▶ _DATA_
◇ ◇ ◇

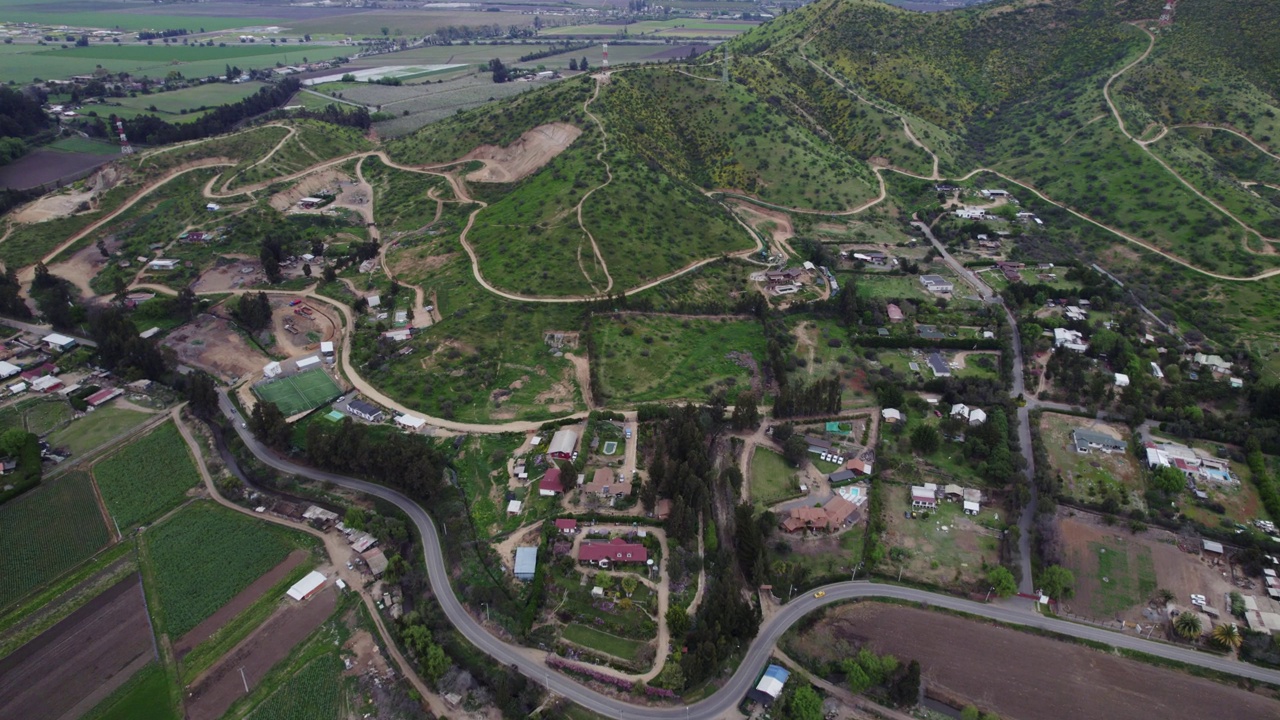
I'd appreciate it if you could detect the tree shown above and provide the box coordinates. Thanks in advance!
[911,425,942,455]
[987,565,1018,597]
[1039,565,1075,600]
[1174,611,1201,641]
[787,684,822,720]
[1212,623,1244,650]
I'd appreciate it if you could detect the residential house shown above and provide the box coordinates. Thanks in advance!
[547,428,577,460]
[577,538,649,568]
[1071,428,1129,455]
[920,275,955,295]
[925,352,951,378]
[538,466,564,497]
[347,400,384,423]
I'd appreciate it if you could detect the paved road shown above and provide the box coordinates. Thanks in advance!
[219,392,1280,720]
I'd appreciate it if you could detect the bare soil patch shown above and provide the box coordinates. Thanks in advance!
[173,550,307,659]
[0,577,156,717]
[462,123,582,182]
[161,314,269,380]
[800,602,1276,720]
[187,585,338,720]
[270,168,351,211]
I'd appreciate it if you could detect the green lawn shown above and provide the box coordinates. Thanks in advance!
[49,405,154,456]
[93,421,200,529]
[145,502,308,638]
[563,625,645,662]
[0,471,111,607]
[591,315,764,402]
[750,447,800,507]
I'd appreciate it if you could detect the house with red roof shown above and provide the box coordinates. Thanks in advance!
[577,538,649,568]
[538,466,564,497]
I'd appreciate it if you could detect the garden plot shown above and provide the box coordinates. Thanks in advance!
[1039,413,1146,509]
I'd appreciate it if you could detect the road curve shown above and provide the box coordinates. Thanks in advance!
[219,392,1280,720]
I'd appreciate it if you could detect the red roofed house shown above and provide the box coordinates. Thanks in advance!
[577,538,649,568]
[538,468,564,497]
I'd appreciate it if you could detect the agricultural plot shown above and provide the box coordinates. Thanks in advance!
[750,447,800,509]
[1039,413,1146,509]
[93,413,200,530]
[145,502,302,638]
[591,315,764,402]
[247,652,343,720]
[0,471,111,607]
[253,369,342,418]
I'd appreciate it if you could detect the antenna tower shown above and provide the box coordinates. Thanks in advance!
[115,120,133,155]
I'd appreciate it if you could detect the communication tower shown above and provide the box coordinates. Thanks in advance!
[115,119,133,155]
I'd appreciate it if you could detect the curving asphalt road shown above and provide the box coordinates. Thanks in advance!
[219,392,1280,720]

◇ ◇ ◇

▶ _STATED PROBLEM_
Can you convert the records above into a two-column CSV with the headers "sentence" and "coordinates", one row for each sentence along with the boxes listed under it? Put each field in quotation marks, replace line breaks with spaces, and leave the pictures out.

▶ _RESPONSE TO THE EXERCISE_
sentence,coordinates
"I'd appreciate it if you could detect the tree shown above and provide the box coordinates. Thanks in advance!","[911,425,942,455] [987,565,1018,597] [1039,565,1075,600] [1174,611,1201,641] [787,684,822,720] [1212,623,1244,650]"
"I'd appreciate it if you could detect the residential house shown above and provide the box coordinates. Thanks in advance!","[547,428,577,460] [577,538,649,568] [1071,428,1129,455] [920,275,955,295] [925,352,951,378] [538,466,564,497] [347,400,384,423]"
"I'd appreciate it if you could detect the paved road shown above and provide the box coordinates. Thanks in advance!","[219,392,1280,720]"
"I'd appreciate it if you could detect the bare soil patch shown above and provide the box coordinates. Thanks in advance!","[173,550,307,659] [0,577,156,717] [462,123,582,182] [161,314,269,380] [800,602,1276,720] [187,585,338,720] [270,168,351,211]"
"I'd appreciate it if you could detect the green lawn shown above and provide the box coordinates. Thanks in advance!","[49,405,154,456] [93,421,200,529] [145,502,308,638] [563,625,645,662] [0,471,111,607] [591,315,764,402] [750,447,800,507]"
"I'd appreciate it if you could detect the house with red roof shown above and provide the box coordinates. Thanks in advance!","[577,538,649,568] [538,466,564,497]"
"I'd appreciate it if you could detect the garden plot shown above and provide the box coordinates. Thanks in advance!","[1039,413,1146,509]"
"I'd appreciate it if you could detect the road curve shown above and provide the box coordinates. Thanks in advance!","[219,392,1280,720]"
"I'd appreciate it if you could detect the red roofed house shown above and provide the box coordinates. Thanks in advance!","[577,538,649,568] [538,468,564,497]"
"I'd appreciate it if you could detect the agricultural plot shown above and provide the box coordinates. Thanks in advance!","[750,447,800,509] [1039,413,1146,509] [93,413,200,530] [145,502,302,638] [591,315,764,402] [247,652,343,720] [0,471,111,607] [253,369,342,418]"
"I'd appreciate it if you could detect the antenna tower shown above and provide the box coordinates. Thanks in advance!","[115,120,133,155]"
"I'd appreciate it if you could detect the communication tower shown above and provide the box coordinates. Thanks in advance!","[115,119,133,155]"
"I'd appreciate it if you could detect the curving asphalt road shown above and provide the box coordinates. Thanks in advance!","[219,392,1280,720]"